### DOCUMENT SEGMENT
The Captain then disclosed to me his message which was the offer of the same place just offered to Otis. I had supposed something of this kind might happen in one of these Offices and had therefore considered the matter and decided that I would refuse it. My reasons I think were strong. In the first place my figure is not fit for it, it was a second offer, my unpopularity, and the excessive trouble besides the expense. These I stated, all but the last, which was in fact the least consideration. They appeared so woebegone though at this result and were so despairing that I was much influenced, every eligible person had declined, and there was not much expectation of continuing the company unless Otis or I accepted. It was an appeal to my generosity as these Officers would lose their satisfaction and their money which is not inconsiderable in amount. I thought also that soon I should like the exercise and that it would promote the good will to me which is much wanting at present, it would set me at least on the par with Otis, who has very much hurt his popularity by this step, and I should no longer feel this galling superiority of a really inferior fellow (without vanity). I have seldom had so much doubt in a step of this kind. We sat till Prayers and after tea I gave my decision in favour of accepting it and so it is. I think, I have acted right.

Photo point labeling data
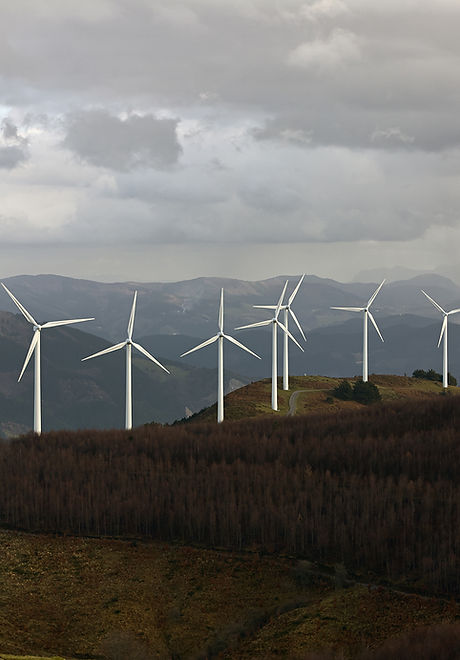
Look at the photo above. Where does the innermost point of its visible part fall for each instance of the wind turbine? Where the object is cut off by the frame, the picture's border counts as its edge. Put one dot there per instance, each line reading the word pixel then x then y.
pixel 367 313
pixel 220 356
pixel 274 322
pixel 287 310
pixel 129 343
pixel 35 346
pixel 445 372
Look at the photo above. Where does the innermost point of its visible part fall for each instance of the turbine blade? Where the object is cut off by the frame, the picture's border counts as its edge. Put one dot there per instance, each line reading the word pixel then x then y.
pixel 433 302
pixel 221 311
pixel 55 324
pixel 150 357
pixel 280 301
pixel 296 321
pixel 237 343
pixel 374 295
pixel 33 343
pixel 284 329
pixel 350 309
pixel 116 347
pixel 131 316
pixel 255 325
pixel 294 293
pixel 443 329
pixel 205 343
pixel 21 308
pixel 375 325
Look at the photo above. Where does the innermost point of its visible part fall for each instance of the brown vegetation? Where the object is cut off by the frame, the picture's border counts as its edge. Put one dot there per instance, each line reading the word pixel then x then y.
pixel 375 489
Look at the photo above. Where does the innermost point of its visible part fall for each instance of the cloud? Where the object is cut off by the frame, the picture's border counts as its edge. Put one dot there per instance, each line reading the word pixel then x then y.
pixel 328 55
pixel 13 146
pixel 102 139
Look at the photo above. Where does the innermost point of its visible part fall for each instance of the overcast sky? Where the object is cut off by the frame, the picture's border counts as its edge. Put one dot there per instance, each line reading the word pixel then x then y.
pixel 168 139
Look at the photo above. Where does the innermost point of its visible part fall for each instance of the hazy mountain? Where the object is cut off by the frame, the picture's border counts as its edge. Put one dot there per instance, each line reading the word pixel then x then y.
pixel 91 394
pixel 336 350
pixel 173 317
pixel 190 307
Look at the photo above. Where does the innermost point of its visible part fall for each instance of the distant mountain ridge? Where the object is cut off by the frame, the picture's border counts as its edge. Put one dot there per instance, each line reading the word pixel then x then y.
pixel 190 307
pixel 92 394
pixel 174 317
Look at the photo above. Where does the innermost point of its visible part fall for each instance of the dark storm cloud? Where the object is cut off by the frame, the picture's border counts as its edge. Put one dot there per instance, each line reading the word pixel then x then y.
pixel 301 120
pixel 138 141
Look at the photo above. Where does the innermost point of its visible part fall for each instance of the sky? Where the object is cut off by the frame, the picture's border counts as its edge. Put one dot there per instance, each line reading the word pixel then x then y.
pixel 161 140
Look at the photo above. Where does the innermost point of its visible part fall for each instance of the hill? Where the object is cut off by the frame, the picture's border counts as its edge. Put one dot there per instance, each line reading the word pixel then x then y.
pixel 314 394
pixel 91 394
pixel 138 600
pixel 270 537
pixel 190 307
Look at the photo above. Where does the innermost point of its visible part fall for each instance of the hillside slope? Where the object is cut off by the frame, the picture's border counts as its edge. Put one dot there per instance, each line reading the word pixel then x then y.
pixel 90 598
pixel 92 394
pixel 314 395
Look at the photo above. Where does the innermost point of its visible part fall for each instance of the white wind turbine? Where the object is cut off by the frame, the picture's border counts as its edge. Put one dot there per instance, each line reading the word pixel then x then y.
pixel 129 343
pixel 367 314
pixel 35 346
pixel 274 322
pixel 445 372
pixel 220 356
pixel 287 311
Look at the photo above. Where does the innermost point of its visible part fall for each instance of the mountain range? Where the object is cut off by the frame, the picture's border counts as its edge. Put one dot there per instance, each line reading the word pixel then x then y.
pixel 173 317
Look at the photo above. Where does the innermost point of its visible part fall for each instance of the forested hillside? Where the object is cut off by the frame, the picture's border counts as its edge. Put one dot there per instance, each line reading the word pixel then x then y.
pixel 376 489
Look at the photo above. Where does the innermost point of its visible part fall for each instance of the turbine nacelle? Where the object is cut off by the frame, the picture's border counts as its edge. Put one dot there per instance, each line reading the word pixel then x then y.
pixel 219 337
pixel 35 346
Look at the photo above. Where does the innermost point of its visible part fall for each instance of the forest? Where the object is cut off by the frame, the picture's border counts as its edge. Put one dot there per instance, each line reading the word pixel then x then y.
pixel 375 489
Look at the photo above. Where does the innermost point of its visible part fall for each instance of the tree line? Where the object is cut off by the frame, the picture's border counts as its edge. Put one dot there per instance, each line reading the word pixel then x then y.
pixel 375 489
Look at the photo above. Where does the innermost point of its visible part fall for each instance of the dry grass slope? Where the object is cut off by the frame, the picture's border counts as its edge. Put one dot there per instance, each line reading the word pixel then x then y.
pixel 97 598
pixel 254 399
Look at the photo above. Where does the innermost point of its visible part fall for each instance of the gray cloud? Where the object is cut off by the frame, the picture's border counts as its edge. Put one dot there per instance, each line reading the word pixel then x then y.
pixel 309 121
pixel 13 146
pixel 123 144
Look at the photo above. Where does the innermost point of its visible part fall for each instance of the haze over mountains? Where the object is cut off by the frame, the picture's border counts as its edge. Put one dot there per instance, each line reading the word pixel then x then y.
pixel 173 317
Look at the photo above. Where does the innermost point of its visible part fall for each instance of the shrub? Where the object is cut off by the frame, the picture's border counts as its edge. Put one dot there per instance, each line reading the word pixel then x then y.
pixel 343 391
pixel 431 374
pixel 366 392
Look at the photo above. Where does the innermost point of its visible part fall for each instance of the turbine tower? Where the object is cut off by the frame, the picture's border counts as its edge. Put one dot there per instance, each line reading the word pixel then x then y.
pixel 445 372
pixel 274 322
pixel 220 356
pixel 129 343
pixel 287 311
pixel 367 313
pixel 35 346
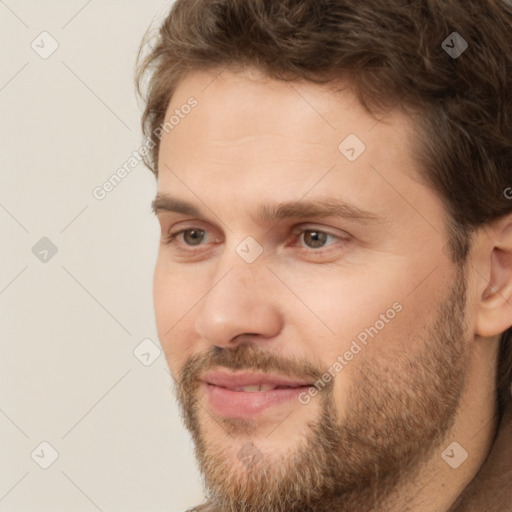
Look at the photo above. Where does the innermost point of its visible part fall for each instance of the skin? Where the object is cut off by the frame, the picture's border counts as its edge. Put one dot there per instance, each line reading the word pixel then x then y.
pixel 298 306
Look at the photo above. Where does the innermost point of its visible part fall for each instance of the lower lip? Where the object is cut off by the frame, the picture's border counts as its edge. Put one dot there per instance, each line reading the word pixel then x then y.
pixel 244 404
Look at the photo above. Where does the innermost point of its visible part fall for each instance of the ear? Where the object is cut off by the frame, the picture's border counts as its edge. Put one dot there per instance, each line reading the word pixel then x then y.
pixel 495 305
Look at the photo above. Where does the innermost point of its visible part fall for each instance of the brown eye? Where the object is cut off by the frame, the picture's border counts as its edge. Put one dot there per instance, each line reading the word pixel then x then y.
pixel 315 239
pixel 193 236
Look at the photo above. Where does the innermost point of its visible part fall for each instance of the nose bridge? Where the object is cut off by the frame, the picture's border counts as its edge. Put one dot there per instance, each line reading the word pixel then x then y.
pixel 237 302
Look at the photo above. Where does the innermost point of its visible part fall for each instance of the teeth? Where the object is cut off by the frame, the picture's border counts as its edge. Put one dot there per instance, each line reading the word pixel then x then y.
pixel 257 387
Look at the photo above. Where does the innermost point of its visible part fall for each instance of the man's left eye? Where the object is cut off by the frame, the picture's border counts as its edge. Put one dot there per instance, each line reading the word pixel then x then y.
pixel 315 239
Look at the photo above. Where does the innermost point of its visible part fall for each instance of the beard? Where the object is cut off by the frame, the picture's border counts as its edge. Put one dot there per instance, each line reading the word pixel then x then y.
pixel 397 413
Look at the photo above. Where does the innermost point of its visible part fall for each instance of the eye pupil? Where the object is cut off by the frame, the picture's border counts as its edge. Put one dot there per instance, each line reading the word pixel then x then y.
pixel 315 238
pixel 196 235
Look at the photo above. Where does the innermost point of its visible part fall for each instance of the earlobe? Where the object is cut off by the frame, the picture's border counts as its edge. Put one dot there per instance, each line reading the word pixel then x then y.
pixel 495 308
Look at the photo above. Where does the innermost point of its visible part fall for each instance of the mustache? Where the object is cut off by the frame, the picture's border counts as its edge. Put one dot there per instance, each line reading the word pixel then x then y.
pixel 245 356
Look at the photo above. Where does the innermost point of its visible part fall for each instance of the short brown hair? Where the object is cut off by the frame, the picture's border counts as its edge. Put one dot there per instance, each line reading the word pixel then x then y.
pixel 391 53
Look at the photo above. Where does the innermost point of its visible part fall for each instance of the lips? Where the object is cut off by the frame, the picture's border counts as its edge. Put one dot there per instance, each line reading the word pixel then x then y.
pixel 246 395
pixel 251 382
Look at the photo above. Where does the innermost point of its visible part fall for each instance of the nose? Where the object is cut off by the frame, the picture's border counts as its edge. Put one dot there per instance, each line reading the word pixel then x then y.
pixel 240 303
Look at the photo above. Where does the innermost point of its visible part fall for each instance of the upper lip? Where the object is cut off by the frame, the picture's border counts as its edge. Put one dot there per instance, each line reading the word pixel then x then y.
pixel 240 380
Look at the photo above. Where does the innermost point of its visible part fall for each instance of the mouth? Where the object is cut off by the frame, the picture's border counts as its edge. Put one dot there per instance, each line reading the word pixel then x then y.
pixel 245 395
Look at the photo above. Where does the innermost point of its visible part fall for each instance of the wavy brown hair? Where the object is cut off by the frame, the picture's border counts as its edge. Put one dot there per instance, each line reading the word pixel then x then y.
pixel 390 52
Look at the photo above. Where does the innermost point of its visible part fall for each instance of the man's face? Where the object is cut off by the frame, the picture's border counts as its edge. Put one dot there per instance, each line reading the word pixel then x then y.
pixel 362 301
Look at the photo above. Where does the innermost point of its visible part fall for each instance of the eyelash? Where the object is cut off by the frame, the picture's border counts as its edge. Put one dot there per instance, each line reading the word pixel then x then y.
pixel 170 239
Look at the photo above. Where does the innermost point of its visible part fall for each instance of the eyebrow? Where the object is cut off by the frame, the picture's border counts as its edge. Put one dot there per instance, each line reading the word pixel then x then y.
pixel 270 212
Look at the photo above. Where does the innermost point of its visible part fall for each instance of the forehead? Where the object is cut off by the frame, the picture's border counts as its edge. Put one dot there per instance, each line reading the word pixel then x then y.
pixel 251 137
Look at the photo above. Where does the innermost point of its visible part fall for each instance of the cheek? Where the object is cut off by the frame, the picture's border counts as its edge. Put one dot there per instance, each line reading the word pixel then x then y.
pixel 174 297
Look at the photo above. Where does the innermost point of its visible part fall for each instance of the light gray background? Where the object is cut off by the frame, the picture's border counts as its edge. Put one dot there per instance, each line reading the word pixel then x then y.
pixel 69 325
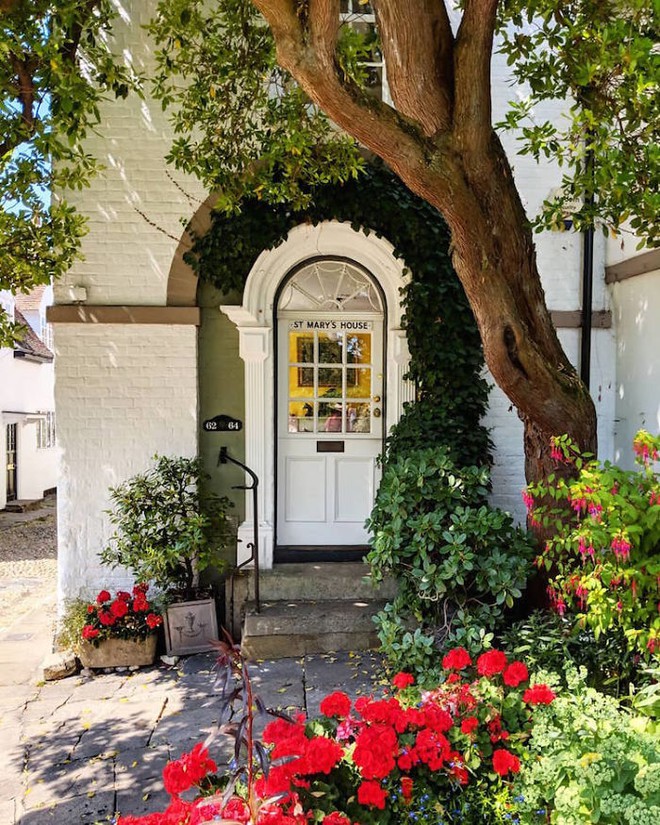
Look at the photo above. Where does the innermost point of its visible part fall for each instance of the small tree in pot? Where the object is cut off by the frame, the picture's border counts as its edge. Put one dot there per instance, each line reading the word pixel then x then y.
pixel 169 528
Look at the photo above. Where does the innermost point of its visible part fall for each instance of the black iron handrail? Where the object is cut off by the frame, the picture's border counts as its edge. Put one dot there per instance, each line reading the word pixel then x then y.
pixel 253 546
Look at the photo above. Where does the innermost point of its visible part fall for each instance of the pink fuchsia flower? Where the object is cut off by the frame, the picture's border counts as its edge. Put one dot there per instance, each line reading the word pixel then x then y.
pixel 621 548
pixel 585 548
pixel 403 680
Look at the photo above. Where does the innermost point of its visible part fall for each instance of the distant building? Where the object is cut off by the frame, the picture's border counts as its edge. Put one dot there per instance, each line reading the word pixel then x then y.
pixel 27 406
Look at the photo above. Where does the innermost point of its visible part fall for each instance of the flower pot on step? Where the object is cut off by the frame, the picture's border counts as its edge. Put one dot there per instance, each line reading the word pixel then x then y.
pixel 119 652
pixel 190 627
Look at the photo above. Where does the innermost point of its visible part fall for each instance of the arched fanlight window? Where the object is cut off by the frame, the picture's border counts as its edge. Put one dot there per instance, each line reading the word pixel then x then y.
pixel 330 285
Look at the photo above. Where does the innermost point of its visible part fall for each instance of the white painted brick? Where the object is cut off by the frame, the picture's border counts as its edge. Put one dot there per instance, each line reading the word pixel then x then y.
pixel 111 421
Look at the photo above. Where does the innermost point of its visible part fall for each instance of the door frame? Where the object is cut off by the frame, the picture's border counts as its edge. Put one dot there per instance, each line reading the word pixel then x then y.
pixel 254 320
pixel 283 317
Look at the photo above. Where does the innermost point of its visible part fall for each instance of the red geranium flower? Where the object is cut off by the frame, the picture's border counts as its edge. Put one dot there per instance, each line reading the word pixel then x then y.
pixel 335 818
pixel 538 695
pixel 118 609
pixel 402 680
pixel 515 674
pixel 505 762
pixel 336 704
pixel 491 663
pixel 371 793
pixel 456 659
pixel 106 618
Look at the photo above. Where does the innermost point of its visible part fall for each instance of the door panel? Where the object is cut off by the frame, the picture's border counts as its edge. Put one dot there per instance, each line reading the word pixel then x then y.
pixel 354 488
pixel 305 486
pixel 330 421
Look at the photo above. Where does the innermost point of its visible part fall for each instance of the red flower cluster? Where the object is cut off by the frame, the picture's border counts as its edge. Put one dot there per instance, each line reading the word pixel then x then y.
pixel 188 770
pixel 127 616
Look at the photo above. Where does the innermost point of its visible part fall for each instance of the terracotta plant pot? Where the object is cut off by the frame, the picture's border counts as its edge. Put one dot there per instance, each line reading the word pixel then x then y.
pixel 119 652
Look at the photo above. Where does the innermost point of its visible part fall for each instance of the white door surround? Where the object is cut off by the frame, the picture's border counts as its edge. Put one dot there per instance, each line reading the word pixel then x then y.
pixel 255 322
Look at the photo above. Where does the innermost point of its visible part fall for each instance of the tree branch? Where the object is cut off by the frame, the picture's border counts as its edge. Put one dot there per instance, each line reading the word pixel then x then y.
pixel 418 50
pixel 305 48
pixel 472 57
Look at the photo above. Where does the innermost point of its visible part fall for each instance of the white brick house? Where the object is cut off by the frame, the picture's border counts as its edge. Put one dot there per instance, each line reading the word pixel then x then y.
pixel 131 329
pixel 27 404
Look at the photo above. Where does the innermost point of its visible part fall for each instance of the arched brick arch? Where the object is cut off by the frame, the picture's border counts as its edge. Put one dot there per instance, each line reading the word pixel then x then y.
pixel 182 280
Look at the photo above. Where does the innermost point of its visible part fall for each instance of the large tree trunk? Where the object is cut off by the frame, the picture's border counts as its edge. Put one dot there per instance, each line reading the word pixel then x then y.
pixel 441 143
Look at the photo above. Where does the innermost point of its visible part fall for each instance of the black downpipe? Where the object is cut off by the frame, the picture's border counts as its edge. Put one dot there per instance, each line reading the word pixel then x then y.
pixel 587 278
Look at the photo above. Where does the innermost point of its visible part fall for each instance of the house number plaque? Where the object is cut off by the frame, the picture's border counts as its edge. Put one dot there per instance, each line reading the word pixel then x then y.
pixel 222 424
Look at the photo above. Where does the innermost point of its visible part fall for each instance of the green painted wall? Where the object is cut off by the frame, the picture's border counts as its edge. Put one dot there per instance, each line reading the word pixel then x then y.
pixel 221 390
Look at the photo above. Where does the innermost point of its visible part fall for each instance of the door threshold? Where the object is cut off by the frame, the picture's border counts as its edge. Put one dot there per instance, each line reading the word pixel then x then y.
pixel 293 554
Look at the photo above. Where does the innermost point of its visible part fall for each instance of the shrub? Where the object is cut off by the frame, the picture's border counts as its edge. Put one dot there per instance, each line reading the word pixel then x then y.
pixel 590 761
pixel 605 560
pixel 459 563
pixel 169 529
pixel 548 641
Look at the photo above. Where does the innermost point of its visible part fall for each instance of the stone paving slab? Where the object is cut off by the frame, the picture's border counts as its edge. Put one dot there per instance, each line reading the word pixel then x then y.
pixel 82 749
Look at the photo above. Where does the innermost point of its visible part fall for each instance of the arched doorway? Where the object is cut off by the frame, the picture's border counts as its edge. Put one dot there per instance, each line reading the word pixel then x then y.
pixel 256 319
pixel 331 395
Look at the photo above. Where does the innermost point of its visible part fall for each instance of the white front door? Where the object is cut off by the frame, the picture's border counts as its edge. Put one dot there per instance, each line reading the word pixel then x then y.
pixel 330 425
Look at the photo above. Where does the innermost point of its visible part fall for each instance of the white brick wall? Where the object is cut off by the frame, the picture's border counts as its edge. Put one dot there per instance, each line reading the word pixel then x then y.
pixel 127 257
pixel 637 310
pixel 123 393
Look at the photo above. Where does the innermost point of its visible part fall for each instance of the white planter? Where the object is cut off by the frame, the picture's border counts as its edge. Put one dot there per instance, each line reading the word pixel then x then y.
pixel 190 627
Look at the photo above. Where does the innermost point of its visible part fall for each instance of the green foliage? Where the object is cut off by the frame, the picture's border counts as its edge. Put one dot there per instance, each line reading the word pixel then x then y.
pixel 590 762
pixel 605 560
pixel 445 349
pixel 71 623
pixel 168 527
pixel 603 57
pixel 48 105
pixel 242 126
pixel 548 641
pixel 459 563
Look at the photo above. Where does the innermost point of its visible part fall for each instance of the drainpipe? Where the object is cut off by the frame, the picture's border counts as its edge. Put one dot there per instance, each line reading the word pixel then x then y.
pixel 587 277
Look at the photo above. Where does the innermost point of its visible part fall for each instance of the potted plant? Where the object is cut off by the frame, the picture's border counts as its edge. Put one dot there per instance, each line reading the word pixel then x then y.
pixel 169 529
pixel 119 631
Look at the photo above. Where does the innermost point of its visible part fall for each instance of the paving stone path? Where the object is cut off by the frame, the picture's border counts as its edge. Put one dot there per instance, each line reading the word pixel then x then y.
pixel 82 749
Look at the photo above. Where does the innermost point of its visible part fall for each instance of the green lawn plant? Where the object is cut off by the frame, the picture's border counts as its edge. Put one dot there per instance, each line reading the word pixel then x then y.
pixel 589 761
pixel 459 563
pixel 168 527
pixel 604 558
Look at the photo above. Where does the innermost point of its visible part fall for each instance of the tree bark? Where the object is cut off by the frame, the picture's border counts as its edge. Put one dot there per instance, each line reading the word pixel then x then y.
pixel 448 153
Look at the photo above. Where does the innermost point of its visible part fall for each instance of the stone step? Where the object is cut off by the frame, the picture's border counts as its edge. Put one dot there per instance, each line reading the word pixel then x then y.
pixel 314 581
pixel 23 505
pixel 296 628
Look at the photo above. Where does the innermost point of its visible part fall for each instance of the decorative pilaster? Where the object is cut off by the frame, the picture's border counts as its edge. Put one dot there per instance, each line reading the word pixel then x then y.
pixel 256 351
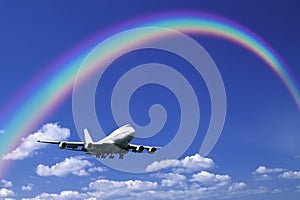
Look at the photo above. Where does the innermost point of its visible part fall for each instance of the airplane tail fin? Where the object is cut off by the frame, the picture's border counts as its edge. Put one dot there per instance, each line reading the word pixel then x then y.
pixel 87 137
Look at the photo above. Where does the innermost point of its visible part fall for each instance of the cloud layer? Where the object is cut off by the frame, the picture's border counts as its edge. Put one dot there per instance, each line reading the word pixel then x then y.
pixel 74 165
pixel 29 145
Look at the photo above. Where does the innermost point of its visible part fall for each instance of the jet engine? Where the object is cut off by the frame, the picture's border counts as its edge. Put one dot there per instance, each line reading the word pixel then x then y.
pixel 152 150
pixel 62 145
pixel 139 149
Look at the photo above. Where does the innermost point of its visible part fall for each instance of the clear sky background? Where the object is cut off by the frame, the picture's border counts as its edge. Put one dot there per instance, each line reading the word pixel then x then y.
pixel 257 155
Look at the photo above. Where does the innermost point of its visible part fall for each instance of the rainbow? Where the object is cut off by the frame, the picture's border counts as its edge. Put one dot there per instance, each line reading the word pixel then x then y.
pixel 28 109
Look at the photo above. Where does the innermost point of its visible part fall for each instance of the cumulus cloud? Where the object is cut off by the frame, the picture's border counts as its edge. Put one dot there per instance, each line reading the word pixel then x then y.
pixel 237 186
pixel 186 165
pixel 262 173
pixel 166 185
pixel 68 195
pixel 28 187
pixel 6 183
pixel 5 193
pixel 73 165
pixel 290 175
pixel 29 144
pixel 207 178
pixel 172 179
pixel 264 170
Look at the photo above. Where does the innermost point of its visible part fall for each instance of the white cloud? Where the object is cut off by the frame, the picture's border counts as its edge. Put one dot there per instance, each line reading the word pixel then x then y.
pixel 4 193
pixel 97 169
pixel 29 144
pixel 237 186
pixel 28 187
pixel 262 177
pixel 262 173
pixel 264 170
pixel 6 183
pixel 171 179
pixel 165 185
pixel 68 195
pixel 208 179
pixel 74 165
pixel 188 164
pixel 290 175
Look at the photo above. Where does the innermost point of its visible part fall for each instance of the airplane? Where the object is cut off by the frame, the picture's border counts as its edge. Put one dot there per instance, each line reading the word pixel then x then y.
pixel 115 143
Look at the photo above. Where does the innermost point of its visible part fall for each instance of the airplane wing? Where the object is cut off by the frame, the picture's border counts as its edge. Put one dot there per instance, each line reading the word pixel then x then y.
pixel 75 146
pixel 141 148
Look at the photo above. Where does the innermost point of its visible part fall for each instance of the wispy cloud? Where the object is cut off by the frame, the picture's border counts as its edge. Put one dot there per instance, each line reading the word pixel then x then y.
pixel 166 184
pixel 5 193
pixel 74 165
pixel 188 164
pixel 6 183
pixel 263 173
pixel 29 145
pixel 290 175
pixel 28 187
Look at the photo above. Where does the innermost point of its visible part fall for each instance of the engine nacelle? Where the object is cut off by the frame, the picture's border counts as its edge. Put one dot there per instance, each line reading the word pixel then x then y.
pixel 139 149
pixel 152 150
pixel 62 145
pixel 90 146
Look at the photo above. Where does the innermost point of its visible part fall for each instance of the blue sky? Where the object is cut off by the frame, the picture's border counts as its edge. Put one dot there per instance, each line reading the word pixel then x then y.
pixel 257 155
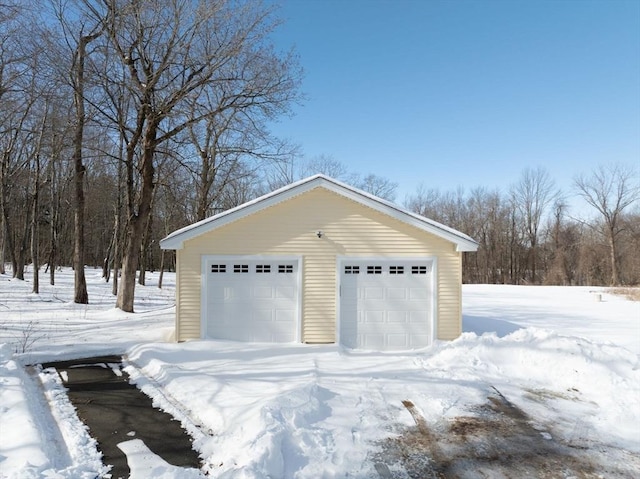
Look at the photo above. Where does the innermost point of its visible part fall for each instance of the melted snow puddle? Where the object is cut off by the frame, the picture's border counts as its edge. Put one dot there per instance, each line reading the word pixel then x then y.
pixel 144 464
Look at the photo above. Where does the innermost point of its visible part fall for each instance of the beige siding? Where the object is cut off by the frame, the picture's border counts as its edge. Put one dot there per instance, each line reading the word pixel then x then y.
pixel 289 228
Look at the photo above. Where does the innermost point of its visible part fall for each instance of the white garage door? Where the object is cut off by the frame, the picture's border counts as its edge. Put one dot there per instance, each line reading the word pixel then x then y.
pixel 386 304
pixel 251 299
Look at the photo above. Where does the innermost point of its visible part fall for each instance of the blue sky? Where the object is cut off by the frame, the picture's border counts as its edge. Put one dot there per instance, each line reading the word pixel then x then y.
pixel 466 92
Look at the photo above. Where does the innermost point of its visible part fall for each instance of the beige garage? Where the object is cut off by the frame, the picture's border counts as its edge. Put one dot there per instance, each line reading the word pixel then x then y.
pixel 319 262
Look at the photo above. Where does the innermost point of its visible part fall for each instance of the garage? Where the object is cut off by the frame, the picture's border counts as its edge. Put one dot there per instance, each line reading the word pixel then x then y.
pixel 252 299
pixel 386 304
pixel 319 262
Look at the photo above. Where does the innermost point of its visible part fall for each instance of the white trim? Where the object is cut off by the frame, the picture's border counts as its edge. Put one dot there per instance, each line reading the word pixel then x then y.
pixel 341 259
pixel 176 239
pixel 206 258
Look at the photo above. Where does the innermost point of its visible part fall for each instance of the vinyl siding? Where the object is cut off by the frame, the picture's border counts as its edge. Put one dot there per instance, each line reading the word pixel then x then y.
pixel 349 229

### STATED GOAL
Pick up the diary entry about the offered company post right after its final sentence and keep writing it. This data is separate from the diary entry.

### EXERCISE OUTPUT
In the evening after the Lyceum had dispersed from my room where they had collected to smoke and drink wine, I had just sat down to read Anacharsis comfortably for the rest of the Evening when I was called to a Meeting of the Officers concerning the selection of guides. We came to no decision however. Lothrop, Rundlet and J. Otis fill the places of the other Commandants. After some conversation and a number appointed and declined, we adjourned and I returned to my room where I read my Bible and lesson and retired. X:10.
1. Hilary Breton Cenas, of New Orleans, a junior (Harvard Annual Cat., 1823).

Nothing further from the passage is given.